#### Problem to solve
Only the run of lines from the one containing "box every mown" through the last line should be returned, exactly as written.

#### Data supplied
_____

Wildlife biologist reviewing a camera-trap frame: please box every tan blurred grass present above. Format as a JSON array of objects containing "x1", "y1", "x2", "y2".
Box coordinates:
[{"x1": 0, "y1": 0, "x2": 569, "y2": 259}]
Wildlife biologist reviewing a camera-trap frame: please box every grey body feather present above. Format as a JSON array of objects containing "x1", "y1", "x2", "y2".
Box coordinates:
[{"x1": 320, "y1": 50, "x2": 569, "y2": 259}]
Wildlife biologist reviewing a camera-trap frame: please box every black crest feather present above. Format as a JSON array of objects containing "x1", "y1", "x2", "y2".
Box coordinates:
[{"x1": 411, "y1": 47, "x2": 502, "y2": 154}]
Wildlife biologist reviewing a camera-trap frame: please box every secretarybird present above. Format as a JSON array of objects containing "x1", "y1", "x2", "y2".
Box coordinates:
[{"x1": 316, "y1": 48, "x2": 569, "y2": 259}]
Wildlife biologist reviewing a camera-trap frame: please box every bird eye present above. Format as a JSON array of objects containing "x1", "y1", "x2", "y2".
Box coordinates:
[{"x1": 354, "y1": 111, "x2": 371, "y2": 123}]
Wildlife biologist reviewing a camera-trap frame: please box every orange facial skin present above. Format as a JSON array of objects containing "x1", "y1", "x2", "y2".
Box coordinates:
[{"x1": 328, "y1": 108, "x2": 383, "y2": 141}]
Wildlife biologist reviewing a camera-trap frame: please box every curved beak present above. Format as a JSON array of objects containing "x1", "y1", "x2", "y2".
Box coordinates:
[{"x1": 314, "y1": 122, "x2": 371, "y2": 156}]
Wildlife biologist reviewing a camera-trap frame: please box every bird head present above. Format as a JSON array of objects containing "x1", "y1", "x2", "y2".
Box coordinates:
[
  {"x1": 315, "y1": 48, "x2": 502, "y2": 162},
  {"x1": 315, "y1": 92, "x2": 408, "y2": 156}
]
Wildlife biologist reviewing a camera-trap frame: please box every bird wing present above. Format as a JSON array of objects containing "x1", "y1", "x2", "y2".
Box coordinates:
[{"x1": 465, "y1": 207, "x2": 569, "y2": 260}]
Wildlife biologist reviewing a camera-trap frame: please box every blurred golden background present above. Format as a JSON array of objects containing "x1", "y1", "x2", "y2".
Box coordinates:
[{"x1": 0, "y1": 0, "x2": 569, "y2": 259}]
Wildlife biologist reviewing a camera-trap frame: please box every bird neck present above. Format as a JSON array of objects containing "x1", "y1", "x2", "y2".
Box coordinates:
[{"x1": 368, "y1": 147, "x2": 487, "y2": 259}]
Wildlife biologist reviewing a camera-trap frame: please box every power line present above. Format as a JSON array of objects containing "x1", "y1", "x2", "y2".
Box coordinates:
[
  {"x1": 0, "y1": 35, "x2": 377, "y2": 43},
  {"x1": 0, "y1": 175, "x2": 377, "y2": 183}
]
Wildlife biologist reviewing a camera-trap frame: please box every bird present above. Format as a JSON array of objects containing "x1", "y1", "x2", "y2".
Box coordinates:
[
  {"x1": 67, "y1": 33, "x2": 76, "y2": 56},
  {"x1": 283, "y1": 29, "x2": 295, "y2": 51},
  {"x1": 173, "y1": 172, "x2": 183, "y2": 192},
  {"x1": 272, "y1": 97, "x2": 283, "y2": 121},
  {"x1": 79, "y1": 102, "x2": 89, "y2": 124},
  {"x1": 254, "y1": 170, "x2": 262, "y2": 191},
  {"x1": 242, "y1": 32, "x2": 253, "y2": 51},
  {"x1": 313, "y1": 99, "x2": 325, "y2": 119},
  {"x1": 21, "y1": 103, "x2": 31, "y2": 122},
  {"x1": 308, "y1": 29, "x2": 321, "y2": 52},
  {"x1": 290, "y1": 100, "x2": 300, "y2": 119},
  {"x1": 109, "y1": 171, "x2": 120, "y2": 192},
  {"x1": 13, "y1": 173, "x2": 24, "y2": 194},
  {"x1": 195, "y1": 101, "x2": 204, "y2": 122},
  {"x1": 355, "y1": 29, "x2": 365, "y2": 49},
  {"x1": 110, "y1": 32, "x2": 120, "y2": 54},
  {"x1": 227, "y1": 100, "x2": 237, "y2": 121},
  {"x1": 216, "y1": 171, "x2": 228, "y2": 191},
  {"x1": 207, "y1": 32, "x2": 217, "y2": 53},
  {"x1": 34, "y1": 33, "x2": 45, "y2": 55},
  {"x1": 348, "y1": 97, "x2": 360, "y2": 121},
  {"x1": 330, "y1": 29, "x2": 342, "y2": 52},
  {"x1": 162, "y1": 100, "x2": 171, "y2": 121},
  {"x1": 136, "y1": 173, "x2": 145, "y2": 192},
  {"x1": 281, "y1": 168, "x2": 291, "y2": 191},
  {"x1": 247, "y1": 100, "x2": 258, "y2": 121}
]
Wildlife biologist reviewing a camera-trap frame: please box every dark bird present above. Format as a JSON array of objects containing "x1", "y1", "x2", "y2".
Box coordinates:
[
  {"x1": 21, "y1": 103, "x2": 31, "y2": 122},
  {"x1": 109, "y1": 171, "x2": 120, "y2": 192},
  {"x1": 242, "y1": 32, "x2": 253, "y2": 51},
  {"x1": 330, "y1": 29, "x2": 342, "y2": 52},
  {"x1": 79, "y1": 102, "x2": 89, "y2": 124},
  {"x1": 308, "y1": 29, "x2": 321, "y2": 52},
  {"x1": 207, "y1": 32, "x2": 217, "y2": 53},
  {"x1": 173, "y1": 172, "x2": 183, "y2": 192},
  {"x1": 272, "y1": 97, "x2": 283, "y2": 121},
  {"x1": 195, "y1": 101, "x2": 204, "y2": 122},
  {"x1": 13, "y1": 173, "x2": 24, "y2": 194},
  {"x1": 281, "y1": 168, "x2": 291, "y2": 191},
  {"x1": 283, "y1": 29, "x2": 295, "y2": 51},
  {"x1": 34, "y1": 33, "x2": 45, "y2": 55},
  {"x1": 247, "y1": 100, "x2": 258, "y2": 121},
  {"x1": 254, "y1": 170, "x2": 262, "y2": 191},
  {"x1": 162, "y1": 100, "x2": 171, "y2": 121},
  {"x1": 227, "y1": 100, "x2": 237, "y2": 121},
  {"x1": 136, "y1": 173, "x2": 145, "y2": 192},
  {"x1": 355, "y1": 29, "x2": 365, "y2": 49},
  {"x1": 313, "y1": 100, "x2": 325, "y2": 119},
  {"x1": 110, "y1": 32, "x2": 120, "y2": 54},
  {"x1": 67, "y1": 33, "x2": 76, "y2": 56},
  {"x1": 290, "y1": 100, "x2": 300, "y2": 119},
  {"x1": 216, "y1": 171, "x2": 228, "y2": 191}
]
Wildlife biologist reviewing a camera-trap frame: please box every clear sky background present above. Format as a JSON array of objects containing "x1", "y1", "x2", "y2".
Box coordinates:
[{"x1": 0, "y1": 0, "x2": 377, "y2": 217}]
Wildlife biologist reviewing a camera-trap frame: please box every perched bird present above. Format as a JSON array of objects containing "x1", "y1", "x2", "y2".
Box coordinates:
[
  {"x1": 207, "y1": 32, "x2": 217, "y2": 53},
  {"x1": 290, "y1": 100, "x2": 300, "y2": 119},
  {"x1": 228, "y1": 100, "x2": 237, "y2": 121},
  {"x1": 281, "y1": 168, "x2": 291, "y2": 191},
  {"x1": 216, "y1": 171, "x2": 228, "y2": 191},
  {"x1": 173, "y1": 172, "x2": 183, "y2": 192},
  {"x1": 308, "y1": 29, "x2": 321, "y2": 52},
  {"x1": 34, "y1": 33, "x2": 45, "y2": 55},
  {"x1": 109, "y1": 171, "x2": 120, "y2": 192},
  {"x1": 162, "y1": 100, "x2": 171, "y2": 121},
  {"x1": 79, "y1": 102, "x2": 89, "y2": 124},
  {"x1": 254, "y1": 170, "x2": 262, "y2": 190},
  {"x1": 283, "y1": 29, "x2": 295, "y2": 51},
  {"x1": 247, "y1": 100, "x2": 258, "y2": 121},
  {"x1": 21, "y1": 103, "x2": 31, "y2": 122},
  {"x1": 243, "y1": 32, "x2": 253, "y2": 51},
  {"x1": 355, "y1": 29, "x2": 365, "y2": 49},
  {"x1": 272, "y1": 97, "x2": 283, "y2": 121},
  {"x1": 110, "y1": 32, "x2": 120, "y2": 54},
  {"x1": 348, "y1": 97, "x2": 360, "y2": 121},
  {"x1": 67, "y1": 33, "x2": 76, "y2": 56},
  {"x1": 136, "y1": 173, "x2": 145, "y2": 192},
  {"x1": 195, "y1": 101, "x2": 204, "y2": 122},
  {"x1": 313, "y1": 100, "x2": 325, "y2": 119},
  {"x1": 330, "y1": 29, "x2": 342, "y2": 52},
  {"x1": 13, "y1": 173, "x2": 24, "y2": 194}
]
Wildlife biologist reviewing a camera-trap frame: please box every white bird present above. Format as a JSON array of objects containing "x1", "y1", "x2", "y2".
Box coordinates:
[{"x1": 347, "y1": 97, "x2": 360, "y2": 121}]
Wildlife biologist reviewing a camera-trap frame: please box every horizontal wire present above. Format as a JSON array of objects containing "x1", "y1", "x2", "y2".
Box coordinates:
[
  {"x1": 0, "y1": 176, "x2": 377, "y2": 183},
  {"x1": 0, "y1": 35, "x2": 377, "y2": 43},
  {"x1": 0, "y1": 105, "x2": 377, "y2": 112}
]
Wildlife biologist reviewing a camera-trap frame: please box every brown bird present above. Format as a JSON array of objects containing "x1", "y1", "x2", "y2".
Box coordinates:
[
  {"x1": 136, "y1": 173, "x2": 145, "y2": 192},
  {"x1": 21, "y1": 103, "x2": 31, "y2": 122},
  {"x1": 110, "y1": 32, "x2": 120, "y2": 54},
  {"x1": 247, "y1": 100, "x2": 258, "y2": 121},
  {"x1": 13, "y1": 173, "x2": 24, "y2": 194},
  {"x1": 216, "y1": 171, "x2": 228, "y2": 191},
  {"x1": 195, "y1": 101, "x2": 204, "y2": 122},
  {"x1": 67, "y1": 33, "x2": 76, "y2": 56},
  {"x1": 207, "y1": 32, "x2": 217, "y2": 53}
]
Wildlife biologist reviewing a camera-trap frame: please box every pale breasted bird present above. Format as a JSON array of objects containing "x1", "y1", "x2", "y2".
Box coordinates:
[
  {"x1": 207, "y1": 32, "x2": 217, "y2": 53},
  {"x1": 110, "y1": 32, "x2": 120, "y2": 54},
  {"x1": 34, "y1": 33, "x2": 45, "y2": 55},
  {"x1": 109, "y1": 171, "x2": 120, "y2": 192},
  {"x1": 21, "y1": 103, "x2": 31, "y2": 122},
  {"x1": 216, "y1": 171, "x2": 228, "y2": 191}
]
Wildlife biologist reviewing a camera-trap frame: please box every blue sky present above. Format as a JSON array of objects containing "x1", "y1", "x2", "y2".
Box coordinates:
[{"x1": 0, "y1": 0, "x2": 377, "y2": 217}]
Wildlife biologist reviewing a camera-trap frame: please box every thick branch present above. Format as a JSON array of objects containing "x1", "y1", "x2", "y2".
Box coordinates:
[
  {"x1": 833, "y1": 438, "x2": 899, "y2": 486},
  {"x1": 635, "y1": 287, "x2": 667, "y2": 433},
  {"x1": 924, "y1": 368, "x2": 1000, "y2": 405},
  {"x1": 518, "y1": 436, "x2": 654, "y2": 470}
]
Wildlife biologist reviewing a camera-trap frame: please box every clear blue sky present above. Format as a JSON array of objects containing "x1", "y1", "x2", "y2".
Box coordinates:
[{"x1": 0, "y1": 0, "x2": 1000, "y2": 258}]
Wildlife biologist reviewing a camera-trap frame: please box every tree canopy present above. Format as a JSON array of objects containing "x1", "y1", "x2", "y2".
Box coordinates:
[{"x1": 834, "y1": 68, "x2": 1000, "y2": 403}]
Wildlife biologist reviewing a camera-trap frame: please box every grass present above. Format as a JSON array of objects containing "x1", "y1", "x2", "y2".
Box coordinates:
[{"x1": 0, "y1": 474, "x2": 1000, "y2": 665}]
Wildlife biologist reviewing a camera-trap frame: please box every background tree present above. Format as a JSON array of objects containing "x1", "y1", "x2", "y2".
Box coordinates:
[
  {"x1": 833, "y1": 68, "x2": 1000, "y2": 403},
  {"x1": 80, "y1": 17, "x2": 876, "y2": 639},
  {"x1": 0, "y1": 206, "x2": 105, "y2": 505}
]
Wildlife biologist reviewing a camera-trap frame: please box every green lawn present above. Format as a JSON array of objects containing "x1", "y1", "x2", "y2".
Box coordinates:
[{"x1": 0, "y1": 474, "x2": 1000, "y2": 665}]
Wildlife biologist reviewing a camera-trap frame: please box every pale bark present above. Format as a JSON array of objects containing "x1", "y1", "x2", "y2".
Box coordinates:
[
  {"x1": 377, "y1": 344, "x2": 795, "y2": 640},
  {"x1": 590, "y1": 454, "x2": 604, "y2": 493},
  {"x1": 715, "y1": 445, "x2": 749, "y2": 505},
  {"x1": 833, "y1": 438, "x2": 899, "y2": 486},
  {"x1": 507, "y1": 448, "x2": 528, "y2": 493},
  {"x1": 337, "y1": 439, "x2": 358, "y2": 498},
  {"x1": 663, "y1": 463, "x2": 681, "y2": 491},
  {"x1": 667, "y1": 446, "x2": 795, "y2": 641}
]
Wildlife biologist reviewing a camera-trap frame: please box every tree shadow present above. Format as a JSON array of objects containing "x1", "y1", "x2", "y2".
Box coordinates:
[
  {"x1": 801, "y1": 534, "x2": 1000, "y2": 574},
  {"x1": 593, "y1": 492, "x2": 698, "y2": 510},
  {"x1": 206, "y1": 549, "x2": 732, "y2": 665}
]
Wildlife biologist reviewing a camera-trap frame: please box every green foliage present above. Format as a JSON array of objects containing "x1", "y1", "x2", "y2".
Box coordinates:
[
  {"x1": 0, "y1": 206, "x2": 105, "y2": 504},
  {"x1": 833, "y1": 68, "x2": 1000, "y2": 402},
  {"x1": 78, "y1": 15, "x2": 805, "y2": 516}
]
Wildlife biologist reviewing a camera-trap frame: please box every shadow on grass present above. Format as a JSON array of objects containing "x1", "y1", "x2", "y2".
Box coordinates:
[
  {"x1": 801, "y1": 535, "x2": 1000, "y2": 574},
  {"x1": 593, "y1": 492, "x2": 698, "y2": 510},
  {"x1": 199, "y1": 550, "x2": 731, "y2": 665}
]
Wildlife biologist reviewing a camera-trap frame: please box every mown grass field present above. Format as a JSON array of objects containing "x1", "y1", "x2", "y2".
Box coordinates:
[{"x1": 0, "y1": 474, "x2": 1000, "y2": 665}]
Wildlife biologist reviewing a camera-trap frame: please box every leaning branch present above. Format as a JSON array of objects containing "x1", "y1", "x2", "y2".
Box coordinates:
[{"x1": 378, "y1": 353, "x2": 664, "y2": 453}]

_____

#### Task result
Wildlife biologist reviewing a camera-trap frame: please box every mown grass field present above. Format as a JSON array of objects containing "x1", "y1", "x2", "y2".
Box coordinates:
[{"x1": 0, "y1": 474, "x2": 1000, "y2": 665}]
Wildlife biologist reviewing a camera-trap frame: please box every leaning branch present above. Format as a JSON array of objects containing "x1", "y1", "x2", "y2".
Box coordinates:
[{"x1": 378, "y1": 353, "x2": 664, "y2": 453}]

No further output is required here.